# [Your task]
Your answer should be the entire listing, printed exactly.

# [Dataset]

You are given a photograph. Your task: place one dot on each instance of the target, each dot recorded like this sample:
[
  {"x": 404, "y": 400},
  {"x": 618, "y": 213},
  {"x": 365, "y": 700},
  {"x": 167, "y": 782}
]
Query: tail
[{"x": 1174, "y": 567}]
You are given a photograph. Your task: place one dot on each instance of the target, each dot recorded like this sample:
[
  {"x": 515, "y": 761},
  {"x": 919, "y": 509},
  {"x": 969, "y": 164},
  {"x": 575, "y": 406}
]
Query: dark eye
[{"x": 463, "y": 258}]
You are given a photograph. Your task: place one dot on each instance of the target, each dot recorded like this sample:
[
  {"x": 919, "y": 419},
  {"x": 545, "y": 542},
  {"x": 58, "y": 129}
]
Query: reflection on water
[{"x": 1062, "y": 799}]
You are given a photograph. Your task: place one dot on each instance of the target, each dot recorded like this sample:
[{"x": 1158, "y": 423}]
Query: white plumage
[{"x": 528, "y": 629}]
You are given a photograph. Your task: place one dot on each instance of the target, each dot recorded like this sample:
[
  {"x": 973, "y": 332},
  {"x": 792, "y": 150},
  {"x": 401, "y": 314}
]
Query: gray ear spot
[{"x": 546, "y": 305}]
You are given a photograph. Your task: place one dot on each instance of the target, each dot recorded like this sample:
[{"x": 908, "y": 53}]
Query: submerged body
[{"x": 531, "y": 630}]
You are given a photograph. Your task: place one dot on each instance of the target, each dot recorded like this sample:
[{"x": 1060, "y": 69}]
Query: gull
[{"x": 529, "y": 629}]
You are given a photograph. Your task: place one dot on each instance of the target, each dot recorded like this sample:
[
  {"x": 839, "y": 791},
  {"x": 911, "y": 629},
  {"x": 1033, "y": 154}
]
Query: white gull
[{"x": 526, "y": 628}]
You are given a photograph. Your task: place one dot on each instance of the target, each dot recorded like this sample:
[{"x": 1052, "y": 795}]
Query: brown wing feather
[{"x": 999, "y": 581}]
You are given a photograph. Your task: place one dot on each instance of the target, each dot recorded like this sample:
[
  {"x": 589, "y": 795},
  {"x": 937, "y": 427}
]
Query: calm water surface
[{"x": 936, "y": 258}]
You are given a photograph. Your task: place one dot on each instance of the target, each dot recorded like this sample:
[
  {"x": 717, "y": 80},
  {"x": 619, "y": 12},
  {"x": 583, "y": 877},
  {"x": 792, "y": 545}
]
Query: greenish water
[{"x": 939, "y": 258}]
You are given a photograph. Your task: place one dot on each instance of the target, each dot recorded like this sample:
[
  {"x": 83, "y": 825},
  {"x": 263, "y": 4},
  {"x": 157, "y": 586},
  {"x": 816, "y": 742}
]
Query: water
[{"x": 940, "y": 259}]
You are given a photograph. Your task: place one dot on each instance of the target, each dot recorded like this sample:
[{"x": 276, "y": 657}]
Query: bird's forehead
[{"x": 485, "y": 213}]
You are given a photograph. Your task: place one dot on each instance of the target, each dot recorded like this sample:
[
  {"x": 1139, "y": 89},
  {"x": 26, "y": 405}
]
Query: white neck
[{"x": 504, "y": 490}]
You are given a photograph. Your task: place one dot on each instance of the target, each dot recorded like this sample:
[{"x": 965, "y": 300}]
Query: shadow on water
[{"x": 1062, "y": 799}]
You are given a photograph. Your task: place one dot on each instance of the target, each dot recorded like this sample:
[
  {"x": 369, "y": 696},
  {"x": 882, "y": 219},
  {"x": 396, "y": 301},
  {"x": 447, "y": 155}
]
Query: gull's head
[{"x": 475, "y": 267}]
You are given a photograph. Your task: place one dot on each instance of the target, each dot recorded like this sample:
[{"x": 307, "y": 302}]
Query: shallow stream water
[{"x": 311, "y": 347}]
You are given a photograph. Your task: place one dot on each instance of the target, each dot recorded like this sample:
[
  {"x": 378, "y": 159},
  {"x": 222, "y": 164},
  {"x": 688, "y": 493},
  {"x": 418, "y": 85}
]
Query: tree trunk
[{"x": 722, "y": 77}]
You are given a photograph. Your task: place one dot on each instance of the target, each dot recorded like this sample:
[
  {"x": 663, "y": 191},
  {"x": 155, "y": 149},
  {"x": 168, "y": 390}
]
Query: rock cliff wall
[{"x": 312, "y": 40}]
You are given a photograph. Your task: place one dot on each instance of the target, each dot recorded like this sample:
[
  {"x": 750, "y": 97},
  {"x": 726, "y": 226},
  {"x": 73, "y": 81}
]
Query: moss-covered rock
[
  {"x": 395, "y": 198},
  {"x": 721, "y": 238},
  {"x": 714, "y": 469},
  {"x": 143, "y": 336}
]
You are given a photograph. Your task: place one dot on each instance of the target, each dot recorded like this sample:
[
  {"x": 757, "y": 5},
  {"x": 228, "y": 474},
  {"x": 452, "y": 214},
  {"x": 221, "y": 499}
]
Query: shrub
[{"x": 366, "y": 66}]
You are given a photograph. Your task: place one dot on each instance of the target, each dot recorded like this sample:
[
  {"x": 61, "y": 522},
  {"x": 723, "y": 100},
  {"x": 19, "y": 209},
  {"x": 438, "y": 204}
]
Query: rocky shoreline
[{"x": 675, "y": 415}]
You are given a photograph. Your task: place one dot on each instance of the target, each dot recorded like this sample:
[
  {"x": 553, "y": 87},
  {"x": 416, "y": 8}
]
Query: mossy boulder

# [Solution for this problem]
You are given a photograph. Your task: place one dot on each instance of the target, each dot recorded like this sample:
[
  {"x": 404, "y": 400},
  {"x": 618, "y": 213},
  {"x": 365, "y": 700},
  {"x": 167, "y": 782}
]
Query: tail
[{"x": 1174, "y": 567}]
You are given a photograph. Your task: place one dot on each instance of the target, each dot recorded like this sample:
[
  {"x": 515, "y": 761},
  {"x": 919, "y": 509},
  {"x": 969, "y": 164},
  {"x": 575, "y": 406}
]
Query: dark eye
[{"x": 463, "y": 258}]
You are given a photograph. Your task: place one dot on each instance of the target, each dot recorded like this sample:
[
  {"x": 919, "y": 419},
  {"x": 545, "y": 542},
  {"x": 58, "y": 129}
]
Query: reflection on water
[{"x": 1062, "y": 799}]
You are given a photograph. Your task: place one dot on each instance of the target, each dot recorded like this sample:
[{"x": 1158, "y": 423}]
Query: white plumage
[{"x": 528, "y": 629}]
You are given a photograph. Your task: place one dot on each instance of the target, each dot recorded like this sample:
[
  {"x": 973, "y": 332},
  {"x": 792, "y": 150},
  {"x": 401, "y": 314}
]
Query: gray ear spot
[{"x": 546, "y": 305}]
You are given a photograph. Your task: place one dot on each instance of the target, each dot recorded like this sample:
[{"x": 908, "y": 53}]
Query: submerged body
[{"x": 531, "y": 630}]
You are given a photograph. Your task: place one dot on each instance of the target, each dot recorded like this sample:
[{"x": 1060, "y": 69}]
Query: gull
[{"x": 529, "y": 629}]
You are given a photograph. Your task: place one dot on each instance of the target, each dot recorded like this sample:
[
  {"x": 839, "y": 791},
  {"x": 911, "y": 629},
  {"x": 1033, "y": 154}
]
Query: white gull
[{"x": 526, "y": 628}]
You are given a photograph. Your task: place one dot on each instance of the target, each dot recorded like this sample:
[{"x": 1052, "y": 795}]
Query: brown wing feather
[{"x": 999, "y": 581}]
You are given a photograph. Your task: place one dot on each instance of the target, each dot recorded like this sample:
[
  {"x": 589, "y": 795},
  {"x": 937, "y": 427}
]
Query: calm water surface
[{"x": 936, "y": 258}]
You are given a photograph. Your task: place one dot on each instance of the target, each dot recorded like this sample:
[
  {"x": 717, "y": 80},
  {"x": 619, "y": 12},
  {"x": 583, "y": 877},
  {"x": 792, "y": 545}
]
Query: greenish water
[{"x": 939, "y": 258}]
You are given a photograph. Your task: place one dot on each instance of the target, each dot recorded like this sample:
[
  {"x": 83, "y": 825},
  {"x": 263, "y": 4},
  {"x": 157, "y": 586},
  {"x": 816, "y": 742}
]
Query: water
[{"x": 940, "y": 259}]
You are given a photograph. Your task: place one dot on each instance of the target, each dot recorded like this sample:
[{"x": 276, "y": 657}]
Query: bird's forehead
[{"x": 485, "y": 213}]
You are given a photograph. Your task: place one dot on each instance of the target, each dot recorded like this sample:
[
  {"x": 1139, "y": 89},
  {"x": 26, "y": 405}
]
Query: white neck
[{"x": 504, "y": 490}]
You are given a photograph. Your task: place one dot on each instance of the target, each dot recorded like this sample:
[{"x": 965, "y": 300}]
Query: shadow on water
[{"x": 1062, "y": 799}]
You are given a photograph. Your task: place one dot on each instance of the target, each dot recorded like this sample:
[
  {"x": 369, "y": 696},
  {"x": 882, "y": 219},
  {"x": 396, "y": 301},
  {"x": 447, "y": 155}
]
Query: gull's head
[{"x": 475, "y": 267}]
You are given a photograph. Your task: place one dot on each instance of the target, each dot recorded like this sample:
[{"x": 307, "y": 302}]
Query: shallow stream water
[{"x": 311, "y": 347}]
You are given a photograph. Your task: place one dot on each instance of the target, each dot recorded like this sample:
[
  {"x": 378, "y": 159},
  {"x": 222, "y": 164},
  {"x": 688, "y": 493},
  {"x": 418, "y": 85}
]
Query: tree trunk
[{"x": 722, "y": 77}]
You are given a photograph. Your task: place one dot on each instance of the target, each dot recorded like this sample:
[
  {"x": 663, "y": 191},
  {"x": 155, "y": 149},
  {"x": 168, "y": 390}
]
Query: rock cliff wall
[{"x": 312, "y": 40}]
You are given a photograph. Your task: place one dot on each instance of the target, each dot recorded like this sample:
[
  {"x": 750, "y": 97},
  {"x": 726, "y": 226},
  {"x": 73, "y": 81}
]
Query: moss-covered rock
[
  {"x": 395, "y": 198},
  {"x": 721, "y": 238},
  {"x": 714, "y": 469},
  {"x": 143, "y": 336}
]
You are given a photograph. Your task: place one dot on each instance of the target, each dot recorded like this sample:
[
  {"x": 757, "y": 5},
  {"x": 228, "y": 474},
  {"x": 452, "y": 214},
  {"x": 221, "y": 499}
]
Query: shrub
[{"x": 366, "y": 66}]
You are given a photograph. Your task: place one dot on each instance of the target, each dot recorded like this sample:
[
  {"x": 61, "y": 522},
  {"x": 723, "y": 100},
  {"x": 19, "y": 209},
  {"x": 438, "y": 204}
]
Query: rocky shoreline
[{"x": 675, "y": 415}]
You are given a photograph. Your task: place one dot on each instance of the target, each dot recorded like this sample:
[
  {"x": 553, "y": 87},
  {"x": 416, "y": 8}
]
Query: mossy boulder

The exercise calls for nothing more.